## 提示文
一方で自走式駐車場はメンテナンス費用が安く利便性も高いですが、駐車台数の確保が難しくなります。ある程度の敷地が確保できるマンションであれば、ショッピングモールのような自走式立体駐車場を採用しているケースもあります。
マンションの住戸数に対するエレベーターの台数も、確認しておくべきポイントです。住戸数に対してエレベーターの台数が少ないと、通勤・通学時間帯などに混んでしまって不便です。100戸に1台であれば許容範囲ですが、50戸に対して1台あるとなお良いでしょう。ただし住戸数に対してエレベーターが多すぎると、維持費の負担が大きくなります。
近年はマンションを利用した民泊が増えているため、管理規約で禁止されているかを確認しておきましょう。特に分譲マンションの所有者にとって、不特定多数の人が共用部を利用する民泊はデメリットが大きいです。利用者のマナーの問題もあるので、マンション購入前に民泊不可になっているかチェックすることをおすすめします。
インターネットの利用料を抑えたい方は、マンション全体の一括契約が入っているかを確認してみてください。マンション全体で1つのインターネット会社と契約すると、スケールメリットにより利用料が安くなるケースが多いです。
一方で、インターネット利用料が管理費に組み込まれているマンションもあるため、自由に契約先を選びたい方にとってはデメリットと言えます。その場合は、特定の会社とインターネット契約を結んでいないマンションを選びましょう。
検討している物件の住戸数を気にする方は少ないと思いますが、マンションの管理費は区分所有者数による頭割りです。そのため、一般的には住戸数の多いほうが管理費が低くなる傾向があります。
ただしフィットネスジムやパーティールームなど共用施設が充実していると維持費が掛かるので、その分管理費や修繕費は上がります。100〜150戸程度で共用施設の少ないマンションが、もっとも管理費が低いケースが多いです。

## データ抜粋
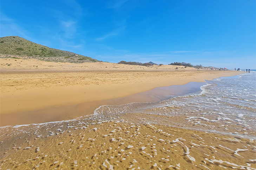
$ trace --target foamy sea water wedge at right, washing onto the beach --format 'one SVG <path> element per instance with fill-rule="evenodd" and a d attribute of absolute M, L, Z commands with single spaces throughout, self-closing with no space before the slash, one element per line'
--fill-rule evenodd
<path fill-rule="evenodd" d="M 161 102 L 101 106 L 94 115 L 256 139 L 256 72 L 206 80 L 196 92 Z"/>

## 取り組む課題
1. マンション選びの文章によると、住戸数が多いマンションほど管理費が低くなりやすいのはなぜですか。1〜3文で説明してください。
2. マンション選びの文章のうち、「マンションの住戸数に対するエレベーターの台数も」で始まる段落を、主な事実を残して箇条書きにまとめてください。
3. マンション選びの文章の続きを書いてください。
一覧はマンション選びの文章と関係がありません。

## 回答
1. マンションの管理費は、区分所有者数による頭割りで負担するからです。そのため、住戸数が多いほど一戸あたりの管理費が低くなる傾向があります。

2.
- 住戸数に対するエレベーターの台数は、確認しておくべき点である
- 台数が少ないと、通勤・通学時間帯などに混雑して不便になる
- 100戸に1台なら許容範囲で、50戸に1台あればなお良い
- 台数が多すぎると、維持費の負担が大きくなる

3.
マンションを購入する際は、ご自身だけでなくマンション全体の資金計画も確認しておきましょう。特に修繕積立金に関しては、売主の意向で修繕費を低く見積もっているケースがあります。その場合は入居後に修繕積立金がアップするので、長期修繕計画を確認しておくことが重要です。中古の場合は、大規模修繕が終了しているかもチェックしてください。大規模修繕の際に資金が足りないと、一時金の徴収が発生する可能性があります。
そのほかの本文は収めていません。